(AIM OF THE TASK):
Copy exactly the last part of the listing below, beginning at the line that contains "Where can the brick" and including the final line.

■ ■ ■

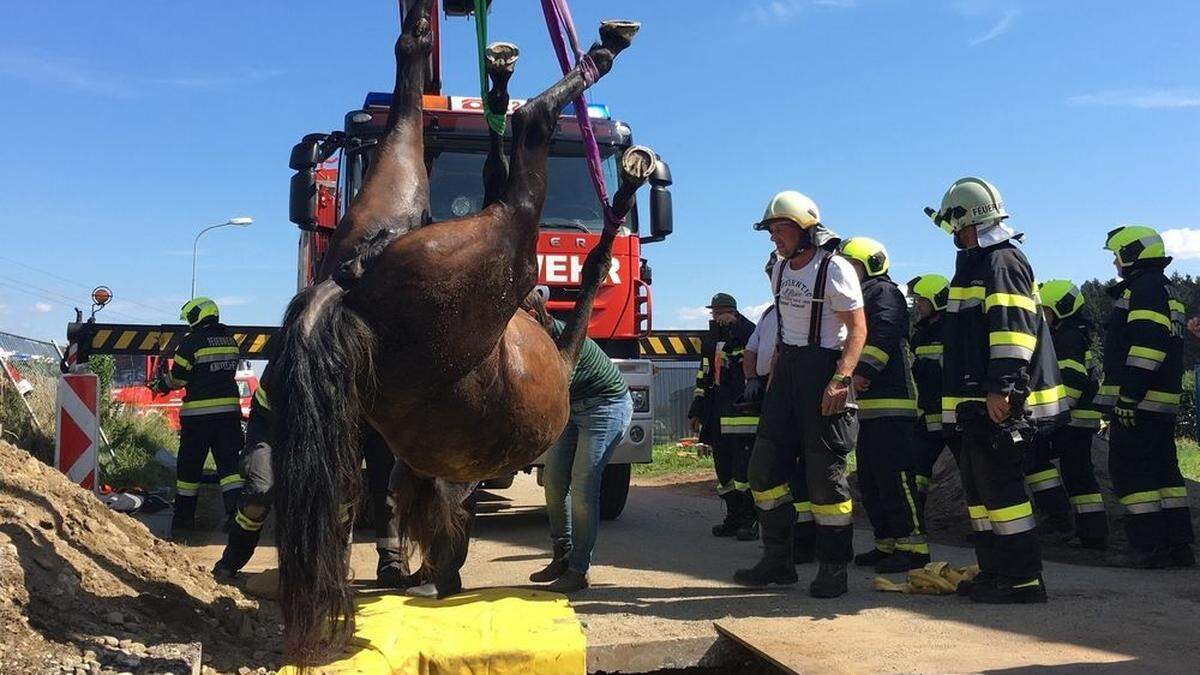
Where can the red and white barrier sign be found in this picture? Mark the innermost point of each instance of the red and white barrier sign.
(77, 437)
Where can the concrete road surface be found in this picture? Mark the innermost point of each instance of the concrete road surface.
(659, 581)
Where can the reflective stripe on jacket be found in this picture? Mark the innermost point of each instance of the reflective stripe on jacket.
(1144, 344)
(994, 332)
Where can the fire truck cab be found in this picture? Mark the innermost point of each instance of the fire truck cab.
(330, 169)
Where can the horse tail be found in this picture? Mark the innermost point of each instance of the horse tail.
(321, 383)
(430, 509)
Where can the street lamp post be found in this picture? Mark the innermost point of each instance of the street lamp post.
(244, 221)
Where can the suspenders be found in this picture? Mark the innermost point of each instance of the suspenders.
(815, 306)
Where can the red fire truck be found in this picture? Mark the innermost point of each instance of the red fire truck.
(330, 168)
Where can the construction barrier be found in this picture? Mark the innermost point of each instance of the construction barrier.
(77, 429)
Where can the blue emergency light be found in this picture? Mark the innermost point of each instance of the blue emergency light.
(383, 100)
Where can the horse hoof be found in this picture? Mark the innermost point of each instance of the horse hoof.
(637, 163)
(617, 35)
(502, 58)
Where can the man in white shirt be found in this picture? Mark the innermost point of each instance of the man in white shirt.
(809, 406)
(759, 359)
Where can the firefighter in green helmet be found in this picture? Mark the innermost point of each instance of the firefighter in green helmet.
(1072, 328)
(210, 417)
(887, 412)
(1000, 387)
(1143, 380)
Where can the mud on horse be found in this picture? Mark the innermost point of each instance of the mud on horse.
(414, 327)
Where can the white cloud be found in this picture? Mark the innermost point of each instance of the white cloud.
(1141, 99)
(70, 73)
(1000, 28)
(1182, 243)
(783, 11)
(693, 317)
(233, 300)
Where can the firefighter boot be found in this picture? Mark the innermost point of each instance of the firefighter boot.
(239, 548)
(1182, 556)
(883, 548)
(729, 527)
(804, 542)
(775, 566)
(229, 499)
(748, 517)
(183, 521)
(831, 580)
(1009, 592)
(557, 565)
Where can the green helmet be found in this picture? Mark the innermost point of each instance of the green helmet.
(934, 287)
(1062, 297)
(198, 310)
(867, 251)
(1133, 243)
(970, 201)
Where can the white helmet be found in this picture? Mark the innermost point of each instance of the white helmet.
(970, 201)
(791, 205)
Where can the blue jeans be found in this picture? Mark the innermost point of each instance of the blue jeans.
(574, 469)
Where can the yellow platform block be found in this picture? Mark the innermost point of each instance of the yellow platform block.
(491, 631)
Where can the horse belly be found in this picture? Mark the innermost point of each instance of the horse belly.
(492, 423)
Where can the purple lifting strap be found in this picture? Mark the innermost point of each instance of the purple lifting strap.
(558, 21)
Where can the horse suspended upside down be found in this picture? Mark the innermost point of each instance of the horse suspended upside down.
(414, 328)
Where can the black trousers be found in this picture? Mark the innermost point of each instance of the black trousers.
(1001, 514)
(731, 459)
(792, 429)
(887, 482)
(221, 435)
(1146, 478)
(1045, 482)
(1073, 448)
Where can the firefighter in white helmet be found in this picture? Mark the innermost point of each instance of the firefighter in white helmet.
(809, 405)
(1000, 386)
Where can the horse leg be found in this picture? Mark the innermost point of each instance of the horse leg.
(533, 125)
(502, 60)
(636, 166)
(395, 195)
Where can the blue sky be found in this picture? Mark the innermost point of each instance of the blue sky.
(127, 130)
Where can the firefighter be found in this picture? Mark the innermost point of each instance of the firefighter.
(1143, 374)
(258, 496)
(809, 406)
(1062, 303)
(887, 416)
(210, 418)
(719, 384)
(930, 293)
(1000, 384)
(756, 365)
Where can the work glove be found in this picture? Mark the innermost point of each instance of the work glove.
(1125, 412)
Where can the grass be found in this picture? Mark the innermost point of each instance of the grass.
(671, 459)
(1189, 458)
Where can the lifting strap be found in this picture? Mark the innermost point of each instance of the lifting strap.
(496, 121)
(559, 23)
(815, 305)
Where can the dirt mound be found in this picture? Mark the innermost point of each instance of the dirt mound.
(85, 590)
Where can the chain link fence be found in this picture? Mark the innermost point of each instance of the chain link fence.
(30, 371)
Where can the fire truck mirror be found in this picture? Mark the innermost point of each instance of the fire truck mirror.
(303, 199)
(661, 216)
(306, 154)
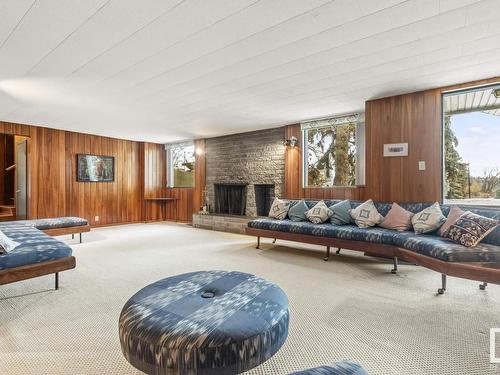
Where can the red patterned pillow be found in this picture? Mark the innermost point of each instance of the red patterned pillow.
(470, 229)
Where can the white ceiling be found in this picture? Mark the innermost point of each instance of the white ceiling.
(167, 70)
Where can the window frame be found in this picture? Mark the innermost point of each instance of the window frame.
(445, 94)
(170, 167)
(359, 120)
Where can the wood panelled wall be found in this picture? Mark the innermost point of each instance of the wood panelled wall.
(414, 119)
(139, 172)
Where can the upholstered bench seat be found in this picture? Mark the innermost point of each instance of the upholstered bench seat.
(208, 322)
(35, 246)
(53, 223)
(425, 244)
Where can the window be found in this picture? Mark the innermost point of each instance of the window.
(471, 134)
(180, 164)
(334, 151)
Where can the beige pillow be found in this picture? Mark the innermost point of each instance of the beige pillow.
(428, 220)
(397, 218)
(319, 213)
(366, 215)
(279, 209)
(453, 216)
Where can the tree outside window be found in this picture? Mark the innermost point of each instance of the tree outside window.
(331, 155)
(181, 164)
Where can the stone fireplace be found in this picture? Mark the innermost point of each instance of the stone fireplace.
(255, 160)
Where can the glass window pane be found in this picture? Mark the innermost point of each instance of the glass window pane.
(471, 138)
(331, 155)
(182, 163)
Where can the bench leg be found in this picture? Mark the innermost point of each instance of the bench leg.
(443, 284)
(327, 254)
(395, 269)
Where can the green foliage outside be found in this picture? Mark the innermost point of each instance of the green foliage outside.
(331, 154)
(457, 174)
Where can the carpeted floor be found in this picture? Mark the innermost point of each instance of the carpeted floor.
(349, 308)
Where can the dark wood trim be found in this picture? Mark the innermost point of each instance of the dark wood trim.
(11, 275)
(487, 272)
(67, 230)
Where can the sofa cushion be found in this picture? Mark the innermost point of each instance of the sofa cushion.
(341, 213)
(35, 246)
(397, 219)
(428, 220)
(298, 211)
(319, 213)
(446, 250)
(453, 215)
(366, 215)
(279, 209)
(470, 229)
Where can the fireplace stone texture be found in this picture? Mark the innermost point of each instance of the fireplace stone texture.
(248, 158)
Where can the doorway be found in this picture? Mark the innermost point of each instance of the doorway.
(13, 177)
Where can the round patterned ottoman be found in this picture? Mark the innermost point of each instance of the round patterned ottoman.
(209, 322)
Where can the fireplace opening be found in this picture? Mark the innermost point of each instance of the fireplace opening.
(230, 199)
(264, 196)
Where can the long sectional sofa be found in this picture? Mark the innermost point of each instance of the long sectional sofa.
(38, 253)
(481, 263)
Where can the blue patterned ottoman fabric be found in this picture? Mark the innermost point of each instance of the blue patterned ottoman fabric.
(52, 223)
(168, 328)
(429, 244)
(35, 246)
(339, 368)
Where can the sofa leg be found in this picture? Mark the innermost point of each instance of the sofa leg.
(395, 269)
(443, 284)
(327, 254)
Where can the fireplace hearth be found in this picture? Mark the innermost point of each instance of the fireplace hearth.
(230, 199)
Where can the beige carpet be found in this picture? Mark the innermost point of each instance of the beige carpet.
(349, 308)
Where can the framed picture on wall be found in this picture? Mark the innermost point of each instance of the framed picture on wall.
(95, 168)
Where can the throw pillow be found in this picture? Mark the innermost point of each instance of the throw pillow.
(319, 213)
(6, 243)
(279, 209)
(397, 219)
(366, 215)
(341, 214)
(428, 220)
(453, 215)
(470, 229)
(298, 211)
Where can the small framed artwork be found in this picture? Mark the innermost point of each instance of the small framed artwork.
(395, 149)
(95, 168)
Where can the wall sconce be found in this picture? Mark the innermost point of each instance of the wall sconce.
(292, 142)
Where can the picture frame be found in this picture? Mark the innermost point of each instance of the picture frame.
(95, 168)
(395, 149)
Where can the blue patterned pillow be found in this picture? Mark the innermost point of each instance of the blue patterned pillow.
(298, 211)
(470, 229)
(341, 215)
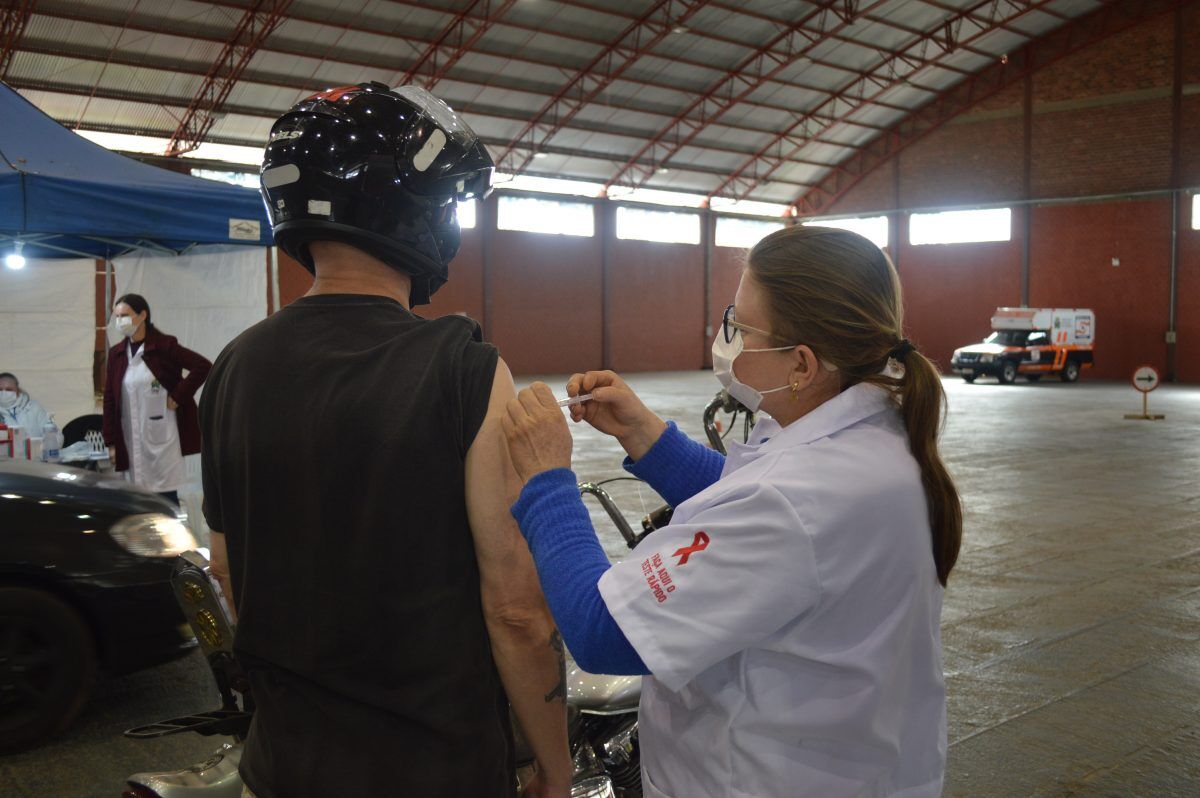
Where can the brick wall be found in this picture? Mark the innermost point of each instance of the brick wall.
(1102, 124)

■ ■ ■

(ANSWER FOR THIS EXERCISE):
Where can the brick wall be found in this picture? Mark the innermost point of each instance of the brick wall.
(1102, 124)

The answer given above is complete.